* _Task to carry out_
The required output is the line containing "Where can you find the red" followed by every later line through the end of the data, all reproduced exactly.

The data Start Marker

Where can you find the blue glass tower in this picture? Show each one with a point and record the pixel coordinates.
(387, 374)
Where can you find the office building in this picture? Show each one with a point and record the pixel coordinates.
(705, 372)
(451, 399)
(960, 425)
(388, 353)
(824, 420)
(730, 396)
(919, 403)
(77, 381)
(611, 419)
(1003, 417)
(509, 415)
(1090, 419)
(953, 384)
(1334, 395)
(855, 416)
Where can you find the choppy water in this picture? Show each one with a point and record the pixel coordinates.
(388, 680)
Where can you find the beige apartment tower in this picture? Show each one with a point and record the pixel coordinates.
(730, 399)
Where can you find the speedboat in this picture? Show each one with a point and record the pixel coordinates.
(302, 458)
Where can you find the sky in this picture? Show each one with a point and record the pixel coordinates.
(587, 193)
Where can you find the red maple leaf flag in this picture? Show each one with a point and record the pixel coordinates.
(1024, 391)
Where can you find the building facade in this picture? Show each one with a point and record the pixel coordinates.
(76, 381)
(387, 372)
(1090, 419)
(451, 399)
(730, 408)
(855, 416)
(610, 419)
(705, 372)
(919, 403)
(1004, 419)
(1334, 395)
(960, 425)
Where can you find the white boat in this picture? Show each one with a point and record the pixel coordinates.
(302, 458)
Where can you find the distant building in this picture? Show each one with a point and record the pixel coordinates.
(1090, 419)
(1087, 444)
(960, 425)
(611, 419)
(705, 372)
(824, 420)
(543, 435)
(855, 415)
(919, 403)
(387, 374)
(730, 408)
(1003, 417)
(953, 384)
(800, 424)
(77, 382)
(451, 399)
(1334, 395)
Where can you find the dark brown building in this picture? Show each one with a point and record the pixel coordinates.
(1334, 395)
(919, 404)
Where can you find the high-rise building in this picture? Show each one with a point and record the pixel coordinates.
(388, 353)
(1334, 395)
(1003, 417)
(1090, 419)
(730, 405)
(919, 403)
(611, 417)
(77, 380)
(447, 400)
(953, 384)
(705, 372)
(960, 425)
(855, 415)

The data End Marker

* _Task answer_
Where can you find the red maple leaf flag in this picture? Show each one with a point and record the pixel coordinates.
(1024, 391)
Where can you find the building facade in this picture? Show each one with a point and record the pixel coordinates.
(76, 381)
(387, 372)
(1090, 419)
(451, 399)
(730, 408)
(855, 416)
(610, 419)
(705, 372)
(919, 403)
(1004, 419)
(1334, 395)
(960, 425)
Where can you find the white boat in this picture? Show each one with a point and record the pixel coordinates.
(302, 458)
Where can you find the distant building in this picture? Show each one with a point and record the pixel coordinates.
(1090, 419)
(1087, 444)
(960, 425)
(611, 419)
(705, 372)
(824, 420)
(543, 435)
(855, 415)
(919, 403)
(387, 374)
(730, 408)
(1003, 417)
(953, 384)
(800, 424)
(77, 382)
(451, 399)
(1334, 395)
Where can you find the dark brown building in this picture? Show each one with a point and record the pixel coordinates.
(1334, 395)
(919, 404)
Where can you find the high-rise building in this picture? Show each one with a point and record the pixel coordinates.
(388, 353)
(1334, 395)
(1003, 417)
(1090, 419)
(730, 405)
(919, 403)
(611, 417)
(77, 380)
(447, 400)
(953, 384)
(705, 372)
(960, 425)
(855, 415)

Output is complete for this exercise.